▶ _Exercise brief_:
Leave every picture out, then reproduce the rest of the listing exactly.

* * * *

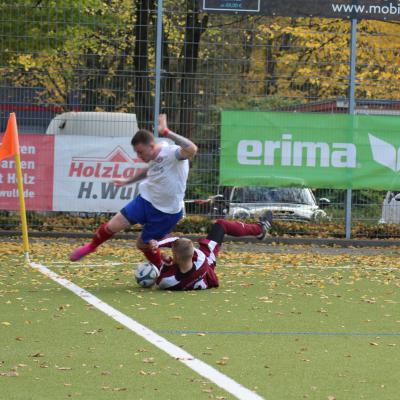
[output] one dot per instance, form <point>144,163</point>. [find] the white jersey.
<point>165,184</point>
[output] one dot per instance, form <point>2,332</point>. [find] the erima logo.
<point>296,153</point>
<point>385,153</point>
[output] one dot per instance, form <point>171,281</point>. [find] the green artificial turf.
<point>287,333</point>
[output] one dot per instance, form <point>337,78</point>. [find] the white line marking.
<point>203,369</point>
<point>78,265</point>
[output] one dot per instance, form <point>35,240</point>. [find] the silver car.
<point>296,204</point>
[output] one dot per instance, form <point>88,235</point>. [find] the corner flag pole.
<point>10,147</point>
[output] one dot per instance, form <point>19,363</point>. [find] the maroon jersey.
<point>202,274</point>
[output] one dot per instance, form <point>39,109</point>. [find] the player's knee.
<point>217,232</point>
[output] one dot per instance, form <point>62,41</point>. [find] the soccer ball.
<point>146,274</point>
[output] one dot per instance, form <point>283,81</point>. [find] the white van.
<point>93,124</point>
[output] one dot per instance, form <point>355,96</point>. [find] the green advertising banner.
<point>311,150</point>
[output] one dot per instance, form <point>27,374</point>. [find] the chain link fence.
<point>63,56</point>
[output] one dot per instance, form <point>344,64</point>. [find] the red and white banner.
<point>37,162</point>
<point>84,169</point>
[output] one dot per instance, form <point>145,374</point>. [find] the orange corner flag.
<point>10,145</point>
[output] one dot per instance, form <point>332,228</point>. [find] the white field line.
<point>203,369</point>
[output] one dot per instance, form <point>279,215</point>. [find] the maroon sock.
<point>102,234</point>
<point>154,256</point>
<point>237,228</point>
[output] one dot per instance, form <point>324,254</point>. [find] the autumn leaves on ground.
<point>286,322</point>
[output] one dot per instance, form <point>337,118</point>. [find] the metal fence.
<point>101,56</point>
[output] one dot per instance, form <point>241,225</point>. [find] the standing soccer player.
<point>158,207</point>
<point>190,268</point>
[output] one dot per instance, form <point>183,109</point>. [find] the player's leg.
<point>158,225</point>
<point>132,213</point>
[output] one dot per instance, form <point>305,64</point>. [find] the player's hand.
<point>162,125</point>
<point>120,182</point>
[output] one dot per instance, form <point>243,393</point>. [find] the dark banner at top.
<point>346,9</point>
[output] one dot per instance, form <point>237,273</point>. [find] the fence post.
<point>352,104</point>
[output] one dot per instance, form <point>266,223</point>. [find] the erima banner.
<point>346,9</point>
<point>84,168</point>
<point>307,149</point>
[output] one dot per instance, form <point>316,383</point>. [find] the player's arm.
<point>188,148</point>
<point>128,181</point>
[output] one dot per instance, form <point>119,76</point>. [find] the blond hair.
<point>183,248</point>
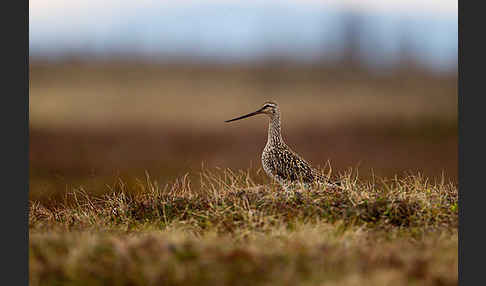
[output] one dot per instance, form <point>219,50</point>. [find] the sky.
<point>244,30</point>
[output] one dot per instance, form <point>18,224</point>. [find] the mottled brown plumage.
<point>279,161</point>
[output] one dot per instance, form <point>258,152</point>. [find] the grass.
<point>226,229</point>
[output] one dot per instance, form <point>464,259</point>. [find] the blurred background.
<point>118,88</point>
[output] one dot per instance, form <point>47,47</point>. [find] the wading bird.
<point>279,161</point>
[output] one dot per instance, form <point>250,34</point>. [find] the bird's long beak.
<point>245,116</point>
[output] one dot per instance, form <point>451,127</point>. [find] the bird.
<point>279,161</point>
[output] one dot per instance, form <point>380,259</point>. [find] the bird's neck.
<point>274,131</point>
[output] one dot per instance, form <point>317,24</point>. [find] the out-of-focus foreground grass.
<point>96,219</point>
<point>233,231</point>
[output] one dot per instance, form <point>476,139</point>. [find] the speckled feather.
<point>279,161</point>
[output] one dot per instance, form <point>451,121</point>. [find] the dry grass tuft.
<point>232,231</point>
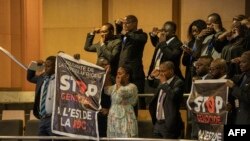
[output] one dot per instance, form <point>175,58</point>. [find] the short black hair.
<point>132,18</point>
<point>52,59</point>
<point>110,27</point>
<point>172,24</point>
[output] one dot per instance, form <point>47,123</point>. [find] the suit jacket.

* * * *

▶ _Response box_:
[output] one dot per instance, form <point>144,163</point>. [find] the white jersey.
<point>165,184</point>
[output] one dot per instance, form <point>2,332</point>. [find] the erima logo.
<point>296,153</point>
<point>385,153</point>
[output] one dot per instance, form <point>171,281</point>. [find] the green artificial turf.
<point>287,333</point>
[output] one dot per instance, form <point>337,78</point>. [find] the white line marking.
<point>203,369</point>
<point>78,265</point>
[output] one dot per instance, form <point>35,240</point>. [find] the silver car.
<point>296,204</point>
[output] one dot per instance, form <point>88,235</point>. [find] the corner flag pole.
<point>10,147</point>
[output] one dot per instance, form <point>19,363</point>. [find] the maroon jersey.
<point>202,274</point>
[output] one dot per instance, form <point>39,109</point>. [find] the player's knee.
<point>217,232</point>
[output] one dot per instance, form <point>62,41</point>. [find] the soccer ball.
<point>146,274</point>
[output] one dot per instance, form <point>283,81</point>. [find] the white van.
<point>93,124</point>
[output] one dot per instance, form <point>355,96</point>. [find] the green advertising banner.
<point>311,150</point>
[output] one dot per instance, form <point>27,374</point>. [find] the chain link fence.
<point>63,56</point>
[output] one dot per instance, form <point>344,64</point>. [find] the red and white banner.
<point>37,162</point>
<point>84,169</point>
[output] one dot per instance, form <point>145,374</point>. [find] the orange corner flag.
<point>10,145</point>
[output] one dot per instance, form <point>332,228</point>. [find] the white field line.
<point>203,369</point>
[output] one dot per instance, form <point>279,215</point>. [find] the maroon sock.
<point>102,234</point>
<point>154,256</point>
<point>237,228</point>
[output] one dot per instance, form <point>324,254</point>. [find] the autumn leaves on ground.
<point>286,322</point>
[output] one dot per instance, form <point>337,118</point>. [find] the metal fence.
<point>101,56</point>
[output] one dot per instance, form <point>241,225</point>. [find] the standing soccer player.
<point>158,207</point>
<point>190,268</point>
[output] one dot per instance, form <point>183,109</point>. [find] the player's leg.
<point>158,225</point>
<point>132,213</point>
[output] one dot per instance, form <point>305,64</point>. [find] the player's hand.
<point>162,125</point>
<point>120,182</point>
[output] one dot per instance, form <point>243,393</point>. [find] the dark banner at top.
<point>346,9</point>
[output] one dot per instance, form <point>237,273</point>. [find] the fence post.
<point>352,104</point>
[output] one dot per instance, form <point>266,223</point>. [find] the erima banner.
<point>346,9</point>
<point>84,168</point>
<point>307,149</point>
[output] one dot per instance, form <point>316,383</point>. [find] the player's arm.
<point>188,148</point>
<point>128,181</point>
[output] one dot per instance, form <point>119,76</point>. [find] the blond hair.
<point>183,248</point>
[output] one dot per instance, form <point>219,50</point>. [find] the sky.
<point>244,30</point>
[output] one dot per instance, form <point>18,224</point>. [find] the mottled brown plumage.
<point>279,161</point>
[output] one dot per instance, form <point>258,152</point>. [find] the grass.
<point>226,229</point>
[output] one dot per instance, form <point>464,259</point>. [find] the blurred background.
<point>118,88</point>
[output] one dot per instance, form <point>47,47</point>. [find] the wading bird.
<point>279,161</point>
[output] one dot per instance, form <point>250,34</point>. [find] the bird's long beak.
<point>245,116</point>
[output] one dot per instance, form <point>451,127</point>. [find] the bird.
<point>279,161</point>
[output] one dot per instance, form <point>380,259</point>. [find] the bird's neck.
<point>274,131</point>
[output] one dot per instance, form <point>317,24</point>. [find] the out-of-focus foreground grass.
<point>96,219</point>
<point>233,231</point>
[output] one dot per instance, form <point>476,139</point>. [find] the speckled feather.
<point>279,161</point>
[output] one dot per instance, form <point>451,121</point>. [find] the dry grass tuft.
<point>232,231</point>
[output] one dot per instance, form <point>175,58</point>. [find] the short black hair.
<point>132,18</point>
<point>52,59</point>
<point>110,27</point>
<point>172,24</point>
[output] one dot per instance, form <point>47,123</point>. [find] the suit jacket.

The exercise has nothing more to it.